__РАБОЧЕЕ ЗАДАНИЕ__.
Объясните по тексту о японской деревне, почему два-три десятилетия назад между крестьянами-соседями сложилась довольно устойчивая система взаимоотношений.

__ПРЕДЛОЖЕННЫЙ ТЕКСТ__.
####
Семейная жизнь японцев - [108]

Шрифт
Интервал

Еще совсем недавно, два-три десятилетия назад, японская деревня, как отмечают социологи, представляла собой сравнительно однородное крестьянское общество[607]. Получив небольшие участки земли в результате послевоенной земельной реформы, большинство крестьянских семей было занято, по существу, одним и тем же делом — земледелием и вело одинаковый образ жизни. Почти одновременно крестьяне-соседи начинали посадку риса, почти одновременно убирали урожай, почти одновременно отдыхали. При таких условиях сложилась в то время и довольно устойчивая система взаимоотношений между соседями. Исходя из общности условий труда и одинаковых запросов крестьянских семей, соседские общины содействовали их кооперированию в процессе труда и совместному времяпровождению в дни отдыха. Трудно сказать определенно, хорошо или плохо было это сотрудничество крестьян-соседей друг с другом. Будучи основанным на системе частной собственности на землю и орудия производства, оно было в действительности не столь уж привлекательным, как это может показаться на первый взгляд. Обнажая неприглядные стороны традиционной системы взаимоотношений крестьян-соседей, японские социологи — авторы книги «Деревенские японцы», изданной в 1975 г., убедительно показывают, например, что взаимоотношения крестьянских семей, внешне основанные, если судить по разговорам на собраниях соседских общин, на «дружбе и взаимопомощи», сплошь и рядом были пронизаны в действительности неприязнью, завистью друг к другу и ревнивым соперничеством. Не случайно в районе Тохоку в обиходе японцев и по сей день бытуют такие пословицы, как «Первое зло для меня — это новый амбар соседа» или «Несчастье в доме соседа — это вкусная утка к моему столу»[608].
####
__ИСХОДНЫЕ ДАННЫЕ__.
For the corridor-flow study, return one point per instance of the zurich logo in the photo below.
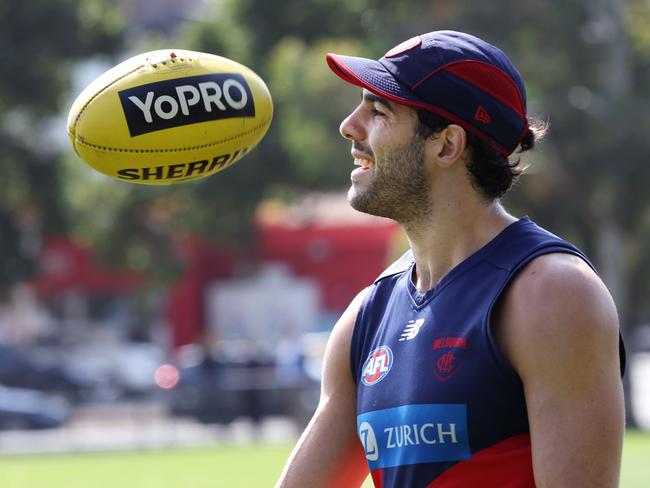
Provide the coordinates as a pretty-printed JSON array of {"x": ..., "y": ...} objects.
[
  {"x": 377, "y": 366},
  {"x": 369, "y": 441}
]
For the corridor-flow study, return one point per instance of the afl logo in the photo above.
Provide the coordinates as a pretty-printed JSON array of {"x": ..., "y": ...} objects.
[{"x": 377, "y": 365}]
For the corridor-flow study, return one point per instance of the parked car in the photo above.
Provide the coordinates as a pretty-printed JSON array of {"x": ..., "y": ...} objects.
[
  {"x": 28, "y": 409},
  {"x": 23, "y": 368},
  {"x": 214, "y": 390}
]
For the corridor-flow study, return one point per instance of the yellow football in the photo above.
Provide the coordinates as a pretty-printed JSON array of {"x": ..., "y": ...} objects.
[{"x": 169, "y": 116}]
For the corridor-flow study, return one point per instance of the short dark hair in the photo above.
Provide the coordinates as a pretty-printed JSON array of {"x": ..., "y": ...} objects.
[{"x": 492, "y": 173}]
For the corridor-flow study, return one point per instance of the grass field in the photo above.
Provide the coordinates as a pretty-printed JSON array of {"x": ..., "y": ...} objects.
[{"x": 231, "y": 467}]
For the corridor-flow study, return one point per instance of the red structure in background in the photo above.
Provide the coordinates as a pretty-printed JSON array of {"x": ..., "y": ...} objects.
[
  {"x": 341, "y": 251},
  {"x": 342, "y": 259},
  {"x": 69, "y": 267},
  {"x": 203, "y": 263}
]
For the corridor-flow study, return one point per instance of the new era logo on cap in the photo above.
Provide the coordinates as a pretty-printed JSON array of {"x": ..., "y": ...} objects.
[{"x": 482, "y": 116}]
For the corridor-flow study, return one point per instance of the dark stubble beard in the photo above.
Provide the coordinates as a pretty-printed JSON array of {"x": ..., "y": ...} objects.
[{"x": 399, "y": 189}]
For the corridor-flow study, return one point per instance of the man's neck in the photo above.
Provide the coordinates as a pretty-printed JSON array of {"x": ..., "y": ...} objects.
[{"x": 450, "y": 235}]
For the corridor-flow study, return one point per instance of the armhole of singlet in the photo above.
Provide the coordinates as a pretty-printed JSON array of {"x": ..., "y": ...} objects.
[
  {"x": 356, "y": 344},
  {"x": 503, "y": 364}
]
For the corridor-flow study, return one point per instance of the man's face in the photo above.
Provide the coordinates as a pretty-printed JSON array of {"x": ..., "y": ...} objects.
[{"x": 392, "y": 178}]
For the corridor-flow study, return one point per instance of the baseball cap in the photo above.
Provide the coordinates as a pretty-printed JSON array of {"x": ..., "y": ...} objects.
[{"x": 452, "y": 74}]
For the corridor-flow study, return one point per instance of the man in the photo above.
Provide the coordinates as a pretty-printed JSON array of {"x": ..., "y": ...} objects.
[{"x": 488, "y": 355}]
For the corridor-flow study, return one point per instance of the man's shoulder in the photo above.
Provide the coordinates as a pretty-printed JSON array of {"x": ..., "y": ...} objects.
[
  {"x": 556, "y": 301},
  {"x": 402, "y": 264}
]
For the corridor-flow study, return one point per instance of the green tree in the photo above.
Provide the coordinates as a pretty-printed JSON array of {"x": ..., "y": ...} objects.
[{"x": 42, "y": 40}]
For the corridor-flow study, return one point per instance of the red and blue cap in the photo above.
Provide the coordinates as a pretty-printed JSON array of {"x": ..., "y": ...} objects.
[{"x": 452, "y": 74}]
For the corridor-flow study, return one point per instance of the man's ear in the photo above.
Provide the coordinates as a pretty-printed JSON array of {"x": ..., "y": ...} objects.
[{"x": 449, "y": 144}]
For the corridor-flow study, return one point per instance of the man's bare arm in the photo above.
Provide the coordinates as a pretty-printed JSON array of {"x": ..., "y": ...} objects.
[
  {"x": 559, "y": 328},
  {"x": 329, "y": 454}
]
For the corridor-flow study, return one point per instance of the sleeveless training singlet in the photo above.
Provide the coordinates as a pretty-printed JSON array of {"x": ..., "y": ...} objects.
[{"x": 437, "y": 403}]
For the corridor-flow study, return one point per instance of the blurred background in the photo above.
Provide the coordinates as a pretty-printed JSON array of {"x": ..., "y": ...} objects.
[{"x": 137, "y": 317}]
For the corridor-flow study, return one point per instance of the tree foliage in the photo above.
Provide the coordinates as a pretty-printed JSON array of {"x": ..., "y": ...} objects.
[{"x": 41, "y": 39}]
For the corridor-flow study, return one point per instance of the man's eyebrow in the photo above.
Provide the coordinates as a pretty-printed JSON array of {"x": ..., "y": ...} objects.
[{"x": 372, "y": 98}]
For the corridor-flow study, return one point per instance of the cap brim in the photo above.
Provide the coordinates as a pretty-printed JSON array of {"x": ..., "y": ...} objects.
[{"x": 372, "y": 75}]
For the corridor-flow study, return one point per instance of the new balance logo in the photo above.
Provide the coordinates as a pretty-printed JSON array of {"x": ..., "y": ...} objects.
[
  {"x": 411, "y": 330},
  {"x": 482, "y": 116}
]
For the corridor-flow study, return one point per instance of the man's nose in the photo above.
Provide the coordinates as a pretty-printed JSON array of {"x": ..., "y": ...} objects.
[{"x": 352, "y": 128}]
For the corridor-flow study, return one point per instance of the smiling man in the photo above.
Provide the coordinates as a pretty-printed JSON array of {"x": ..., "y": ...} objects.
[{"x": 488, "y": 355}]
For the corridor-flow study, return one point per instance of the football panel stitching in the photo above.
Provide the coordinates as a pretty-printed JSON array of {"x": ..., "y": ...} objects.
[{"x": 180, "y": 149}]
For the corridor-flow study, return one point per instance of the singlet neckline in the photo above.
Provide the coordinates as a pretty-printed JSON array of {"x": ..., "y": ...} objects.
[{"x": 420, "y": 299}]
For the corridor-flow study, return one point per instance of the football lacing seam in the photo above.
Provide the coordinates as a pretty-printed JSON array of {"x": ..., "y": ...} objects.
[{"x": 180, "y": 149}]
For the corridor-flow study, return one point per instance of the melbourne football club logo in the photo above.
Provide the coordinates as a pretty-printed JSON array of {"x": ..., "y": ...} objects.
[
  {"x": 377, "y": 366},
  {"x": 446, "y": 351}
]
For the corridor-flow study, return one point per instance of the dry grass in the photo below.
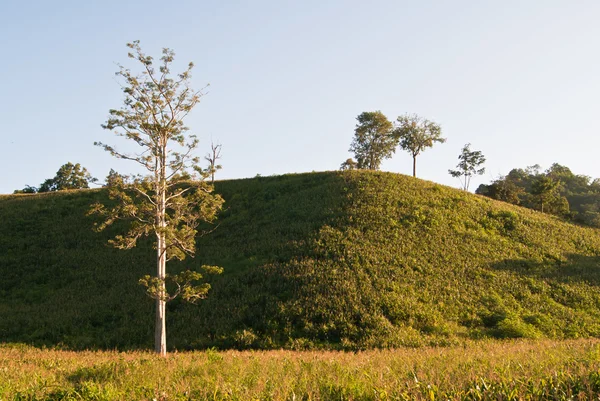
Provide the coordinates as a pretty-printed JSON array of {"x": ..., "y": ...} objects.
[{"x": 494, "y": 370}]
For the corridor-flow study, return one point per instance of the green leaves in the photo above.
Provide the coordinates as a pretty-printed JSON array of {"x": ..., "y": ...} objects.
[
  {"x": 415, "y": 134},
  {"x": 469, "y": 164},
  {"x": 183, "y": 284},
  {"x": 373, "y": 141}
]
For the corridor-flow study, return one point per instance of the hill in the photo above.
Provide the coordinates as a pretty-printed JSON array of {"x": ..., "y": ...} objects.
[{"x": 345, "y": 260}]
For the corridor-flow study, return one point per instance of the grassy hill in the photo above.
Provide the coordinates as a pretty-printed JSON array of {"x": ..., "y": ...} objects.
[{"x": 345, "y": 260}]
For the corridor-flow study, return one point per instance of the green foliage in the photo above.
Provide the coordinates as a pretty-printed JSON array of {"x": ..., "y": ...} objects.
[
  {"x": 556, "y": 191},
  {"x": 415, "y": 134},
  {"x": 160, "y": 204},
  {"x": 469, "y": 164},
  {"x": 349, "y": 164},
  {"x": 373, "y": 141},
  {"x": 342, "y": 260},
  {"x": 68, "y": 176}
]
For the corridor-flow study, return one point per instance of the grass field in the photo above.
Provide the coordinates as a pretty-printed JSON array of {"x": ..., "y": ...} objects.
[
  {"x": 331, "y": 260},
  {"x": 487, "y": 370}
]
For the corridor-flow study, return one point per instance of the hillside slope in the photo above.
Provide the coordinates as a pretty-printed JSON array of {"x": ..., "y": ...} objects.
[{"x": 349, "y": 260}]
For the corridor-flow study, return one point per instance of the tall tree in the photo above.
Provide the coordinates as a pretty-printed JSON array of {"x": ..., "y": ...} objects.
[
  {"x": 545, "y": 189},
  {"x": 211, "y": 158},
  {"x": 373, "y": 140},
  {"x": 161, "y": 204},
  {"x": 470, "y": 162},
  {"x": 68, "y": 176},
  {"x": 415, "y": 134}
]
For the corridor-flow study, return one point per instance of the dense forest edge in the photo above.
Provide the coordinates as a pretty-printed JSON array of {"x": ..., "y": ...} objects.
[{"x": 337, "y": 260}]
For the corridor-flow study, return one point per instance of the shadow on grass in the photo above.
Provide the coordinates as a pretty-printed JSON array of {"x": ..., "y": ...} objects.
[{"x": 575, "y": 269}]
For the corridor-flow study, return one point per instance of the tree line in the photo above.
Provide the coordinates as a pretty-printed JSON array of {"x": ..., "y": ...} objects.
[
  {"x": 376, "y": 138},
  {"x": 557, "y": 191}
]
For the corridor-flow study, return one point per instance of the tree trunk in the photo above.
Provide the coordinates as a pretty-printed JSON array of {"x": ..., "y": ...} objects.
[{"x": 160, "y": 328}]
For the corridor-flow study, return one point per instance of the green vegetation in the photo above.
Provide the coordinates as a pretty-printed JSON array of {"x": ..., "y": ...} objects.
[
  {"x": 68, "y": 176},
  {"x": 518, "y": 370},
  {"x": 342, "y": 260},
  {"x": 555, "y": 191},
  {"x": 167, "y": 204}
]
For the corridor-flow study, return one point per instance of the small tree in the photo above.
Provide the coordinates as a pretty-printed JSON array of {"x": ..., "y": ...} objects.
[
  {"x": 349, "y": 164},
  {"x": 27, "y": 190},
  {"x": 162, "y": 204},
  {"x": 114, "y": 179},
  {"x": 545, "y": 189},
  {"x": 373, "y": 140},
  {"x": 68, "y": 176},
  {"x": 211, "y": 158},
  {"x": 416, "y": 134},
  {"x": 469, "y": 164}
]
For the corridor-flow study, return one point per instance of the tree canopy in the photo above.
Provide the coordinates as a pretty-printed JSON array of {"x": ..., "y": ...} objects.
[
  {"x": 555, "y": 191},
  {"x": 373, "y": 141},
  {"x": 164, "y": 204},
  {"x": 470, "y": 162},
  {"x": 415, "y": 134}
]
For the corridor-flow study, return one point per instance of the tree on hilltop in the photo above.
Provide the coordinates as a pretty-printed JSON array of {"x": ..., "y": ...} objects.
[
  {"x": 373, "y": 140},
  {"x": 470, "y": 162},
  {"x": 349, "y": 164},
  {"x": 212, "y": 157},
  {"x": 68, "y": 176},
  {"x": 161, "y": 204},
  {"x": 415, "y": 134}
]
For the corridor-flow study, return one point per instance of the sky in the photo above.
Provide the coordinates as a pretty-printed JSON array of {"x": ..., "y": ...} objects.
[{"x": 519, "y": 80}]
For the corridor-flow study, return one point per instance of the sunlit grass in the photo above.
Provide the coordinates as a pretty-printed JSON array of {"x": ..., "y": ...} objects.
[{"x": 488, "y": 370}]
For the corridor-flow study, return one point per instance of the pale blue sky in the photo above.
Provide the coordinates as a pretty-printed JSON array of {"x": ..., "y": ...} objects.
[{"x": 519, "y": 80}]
####
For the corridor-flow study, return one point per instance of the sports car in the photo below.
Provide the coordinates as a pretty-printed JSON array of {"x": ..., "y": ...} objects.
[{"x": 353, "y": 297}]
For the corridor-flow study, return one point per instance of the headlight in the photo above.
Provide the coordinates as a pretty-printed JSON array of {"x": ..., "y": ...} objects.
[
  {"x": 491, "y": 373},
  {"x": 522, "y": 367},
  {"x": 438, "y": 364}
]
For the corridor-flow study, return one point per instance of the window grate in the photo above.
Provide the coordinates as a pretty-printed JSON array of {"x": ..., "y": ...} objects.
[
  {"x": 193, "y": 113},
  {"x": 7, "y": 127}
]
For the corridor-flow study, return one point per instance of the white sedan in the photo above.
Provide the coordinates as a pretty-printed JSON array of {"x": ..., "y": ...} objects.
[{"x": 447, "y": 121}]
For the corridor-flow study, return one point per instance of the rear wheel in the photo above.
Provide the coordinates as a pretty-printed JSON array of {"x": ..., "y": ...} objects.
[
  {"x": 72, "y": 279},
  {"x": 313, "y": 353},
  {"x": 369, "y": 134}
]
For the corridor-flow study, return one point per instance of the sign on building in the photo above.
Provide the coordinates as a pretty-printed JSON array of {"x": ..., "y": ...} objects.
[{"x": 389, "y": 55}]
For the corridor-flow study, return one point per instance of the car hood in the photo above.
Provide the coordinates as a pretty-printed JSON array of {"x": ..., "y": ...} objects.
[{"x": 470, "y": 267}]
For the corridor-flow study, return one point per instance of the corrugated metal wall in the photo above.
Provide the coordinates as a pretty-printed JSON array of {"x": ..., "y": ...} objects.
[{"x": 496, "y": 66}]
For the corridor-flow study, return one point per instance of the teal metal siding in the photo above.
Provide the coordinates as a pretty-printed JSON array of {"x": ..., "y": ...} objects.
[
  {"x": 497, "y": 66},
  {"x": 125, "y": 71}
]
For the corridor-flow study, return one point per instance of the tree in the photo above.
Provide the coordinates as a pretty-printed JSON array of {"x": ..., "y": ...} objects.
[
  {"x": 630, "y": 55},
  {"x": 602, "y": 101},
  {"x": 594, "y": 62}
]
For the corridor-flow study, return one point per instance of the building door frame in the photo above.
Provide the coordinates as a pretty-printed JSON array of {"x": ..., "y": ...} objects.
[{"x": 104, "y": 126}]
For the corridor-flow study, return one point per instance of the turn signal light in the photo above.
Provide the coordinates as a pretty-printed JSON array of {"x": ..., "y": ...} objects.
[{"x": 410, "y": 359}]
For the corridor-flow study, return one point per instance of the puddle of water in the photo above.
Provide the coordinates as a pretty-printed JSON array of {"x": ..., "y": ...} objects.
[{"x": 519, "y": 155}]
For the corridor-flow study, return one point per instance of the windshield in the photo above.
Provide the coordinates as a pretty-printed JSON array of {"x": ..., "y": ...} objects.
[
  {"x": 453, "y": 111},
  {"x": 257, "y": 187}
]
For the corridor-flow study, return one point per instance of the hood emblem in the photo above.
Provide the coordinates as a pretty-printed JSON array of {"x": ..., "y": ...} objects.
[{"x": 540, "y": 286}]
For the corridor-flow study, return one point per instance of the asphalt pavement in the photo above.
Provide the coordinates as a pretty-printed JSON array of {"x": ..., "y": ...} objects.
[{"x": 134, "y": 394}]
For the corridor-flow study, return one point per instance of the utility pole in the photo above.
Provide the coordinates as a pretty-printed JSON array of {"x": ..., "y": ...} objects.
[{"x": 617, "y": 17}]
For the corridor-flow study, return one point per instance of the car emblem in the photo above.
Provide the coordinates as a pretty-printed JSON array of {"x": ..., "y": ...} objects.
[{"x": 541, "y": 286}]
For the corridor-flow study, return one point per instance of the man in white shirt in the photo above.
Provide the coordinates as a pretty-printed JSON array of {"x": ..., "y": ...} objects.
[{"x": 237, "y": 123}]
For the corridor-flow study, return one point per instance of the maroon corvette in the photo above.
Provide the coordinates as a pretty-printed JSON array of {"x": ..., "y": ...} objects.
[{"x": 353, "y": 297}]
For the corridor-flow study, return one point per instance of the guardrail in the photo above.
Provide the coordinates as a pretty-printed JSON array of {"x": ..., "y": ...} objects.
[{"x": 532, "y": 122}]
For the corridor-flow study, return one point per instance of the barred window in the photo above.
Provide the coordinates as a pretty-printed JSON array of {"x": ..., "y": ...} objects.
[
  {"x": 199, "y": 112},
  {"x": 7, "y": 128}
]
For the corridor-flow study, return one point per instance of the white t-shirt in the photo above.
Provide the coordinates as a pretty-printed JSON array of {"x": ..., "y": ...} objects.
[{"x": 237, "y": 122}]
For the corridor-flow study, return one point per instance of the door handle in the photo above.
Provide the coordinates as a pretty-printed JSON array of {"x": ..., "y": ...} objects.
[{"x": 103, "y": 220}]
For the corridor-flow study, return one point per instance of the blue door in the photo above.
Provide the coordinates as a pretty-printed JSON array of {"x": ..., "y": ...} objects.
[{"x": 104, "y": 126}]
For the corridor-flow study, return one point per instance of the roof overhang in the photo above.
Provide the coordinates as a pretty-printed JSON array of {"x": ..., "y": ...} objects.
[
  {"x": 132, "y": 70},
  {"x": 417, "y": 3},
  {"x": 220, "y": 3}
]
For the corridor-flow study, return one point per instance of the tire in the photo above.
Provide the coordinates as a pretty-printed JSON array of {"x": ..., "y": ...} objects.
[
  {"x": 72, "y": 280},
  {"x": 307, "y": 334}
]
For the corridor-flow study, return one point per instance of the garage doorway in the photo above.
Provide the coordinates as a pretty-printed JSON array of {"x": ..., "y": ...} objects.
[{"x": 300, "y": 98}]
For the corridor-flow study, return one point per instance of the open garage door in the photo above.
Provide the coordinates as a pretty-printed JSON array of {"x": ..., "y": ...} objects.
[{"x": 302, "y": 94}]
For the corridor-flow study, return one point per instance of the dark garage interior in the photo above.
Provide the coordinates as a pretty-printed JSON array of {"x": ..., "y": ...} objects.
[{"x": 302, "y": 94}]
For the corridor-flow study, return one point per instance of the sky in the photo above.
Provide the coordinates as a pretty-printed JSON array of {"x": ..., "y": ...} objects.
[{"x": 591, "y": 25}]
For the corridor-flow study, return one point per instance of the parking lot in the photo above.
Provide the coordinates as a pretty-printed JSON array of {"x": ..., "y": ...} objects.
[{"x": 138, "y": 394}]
####
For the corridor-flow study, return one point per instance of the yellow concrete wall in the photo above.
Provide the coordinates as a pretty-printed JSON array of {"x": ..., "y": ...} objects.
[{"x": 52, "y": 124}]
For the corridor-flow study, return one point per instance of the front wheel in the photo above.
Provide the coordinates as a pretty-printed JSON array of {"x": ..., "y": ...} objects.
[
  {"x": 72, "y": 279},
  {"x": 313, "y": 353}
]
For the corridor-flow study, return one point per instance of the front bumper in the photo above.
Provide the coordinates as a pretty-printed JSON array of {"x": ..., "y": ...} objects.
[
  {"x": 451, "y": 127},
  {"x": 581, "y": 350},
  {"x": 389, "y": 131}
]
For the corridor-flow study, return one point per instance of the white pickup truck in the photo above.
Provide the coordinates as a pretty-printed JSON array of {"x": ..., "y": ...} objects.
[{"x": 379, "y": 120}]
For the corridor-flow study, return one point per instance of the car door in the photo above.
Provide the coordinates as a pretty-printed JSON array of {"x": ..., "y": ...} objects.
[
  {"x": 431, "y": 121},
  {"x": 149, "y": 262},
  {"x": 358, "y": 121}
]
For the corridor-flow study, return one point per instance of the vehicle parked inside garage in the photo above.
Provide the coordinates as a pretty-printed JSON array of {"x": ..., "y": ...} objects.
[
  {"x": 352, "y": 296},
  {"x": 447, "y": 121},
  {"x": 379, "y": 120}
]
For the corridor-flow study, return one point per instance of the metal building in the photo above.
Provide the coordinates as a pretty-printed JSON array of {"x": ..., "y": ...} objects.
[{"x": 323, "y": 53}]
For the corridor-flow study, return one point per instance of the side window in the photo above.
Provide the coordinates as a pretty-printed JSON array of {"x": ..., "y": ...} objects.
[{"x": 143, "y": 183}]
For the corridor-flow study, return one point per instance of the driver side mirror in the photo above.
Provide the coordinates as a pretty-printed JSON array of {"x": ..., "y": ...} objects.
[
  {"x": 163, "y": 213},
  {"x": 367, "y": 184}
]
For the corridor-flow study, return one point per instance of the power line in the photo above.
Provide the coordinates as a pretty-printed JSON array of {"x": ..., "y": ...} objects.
####
__ОТВЕТ К ЗАДАНИЮ__.
После послевоенной земельной реформы большинство крестьянских семей получили небольшие участки земли. Почти все они занимались одним делом, земледелием, и вели одинаковый образ жизни. Соседи почти одновременно начинали посадку риса, убирали урожай и отдыхали, и при таких условиях их взаимоотношения стали довольно устойчивыми.